PASSAGE FOR REVIEW:
Mesozoic marine crises and ichthyosaur history: a non-direct relationship

Marine ecosystems underwent several profound crises throughout the Mesozoic; many of them are correlated with supra-regional to worldwide anoxic events. The impact of these crises is relatively well understood among animals occupying lower trophic levels but their influence on top predators of that time, fishes and marine reptiles, remains unclear. The fossil record of marine reptiles is of fluctuating quality but thoroughly revised taxonomic and phylogenetic frameworks now allow assessment of the influence of past climatic and oceanic changes on these top predators, by quantifying their cladogenesis and extinction rates across selected intervals. Here, I focus on ichthyosaurs, a successful clade of marine reptiles that colonized marine ecosystems during most of the Mesozoic. The ichthyosaur record indicates relatively few severe turnovers and a non direct relationship with environmental drivers, notably anoxic events. New fossils from France reveal the middle-late Norian extinctions did not eradicate the clade of whale-sized shastasaurid ichthyosaurs; similarly, the severe early Toarcian anoxic event, the end-Jurassic climate changes and several Cretaceous anoxic events did not impacted ichthyosaurs significantly, at least at the suprageneric level. On the other hand, severe turnovers or extinctions occurred during the latest Triassic and the Cenomanian and are coincident with a number of profound environmental and biotic changes. This indicates that unique drivers fail to explain the turnover patterns in ichthyosaur evolutionary history. Notably, oceanic anoxic events only impacted ichthyosaurs during the end-Cenomanian and did so during a period of intense climatic and biological upheavals. These major crises in ichthyosaur history are seemingly protracted over several million years and are probably best explained by a conjunction of causes. This is part of a wider project that will incorporate data from other contemporaneous groups to shed a new light on the general turnover patterns among marine top predators of the Mesozoic and the influence of ancient environmental changes in shaping their biodiversity.

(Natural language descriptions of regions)
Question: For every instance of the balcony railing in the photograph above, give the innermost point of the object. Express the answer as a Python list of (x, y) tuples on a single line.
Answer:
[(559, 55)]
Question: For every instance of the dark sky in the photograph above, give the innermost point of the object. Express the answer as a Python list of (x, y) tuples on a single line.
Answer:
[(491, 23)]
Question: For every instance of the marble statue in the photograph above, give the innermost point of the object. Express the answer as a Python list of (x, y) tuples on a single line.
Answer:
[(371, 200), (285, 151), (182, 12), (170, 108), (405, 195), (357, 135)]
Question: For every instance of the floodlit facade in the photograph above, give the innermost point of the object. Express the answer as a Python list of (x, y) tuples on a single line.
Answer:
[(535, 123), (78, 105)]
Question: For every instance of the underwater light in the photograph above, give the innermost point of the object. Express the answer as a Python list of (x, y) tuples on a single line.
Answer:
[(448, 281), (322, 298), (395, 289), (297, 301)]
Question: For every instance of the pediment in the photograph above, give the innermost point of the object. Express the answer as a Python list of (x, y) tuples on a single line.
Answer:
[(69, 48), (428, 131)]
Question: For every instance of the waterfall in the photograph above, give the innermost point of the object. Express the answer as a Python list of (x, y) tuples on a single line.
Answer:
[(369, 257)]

REQUIRED WORK:
According to the text on ichthyosaur history, what do new fossils from France reveal? The entries have no connection to the text on ichthyosaur history.

EXERCISE ANSWER:
They reveal that the middle-late Norian extinctions did not eradicate the clade of whale-sized shastasaurid ichthyosaurs.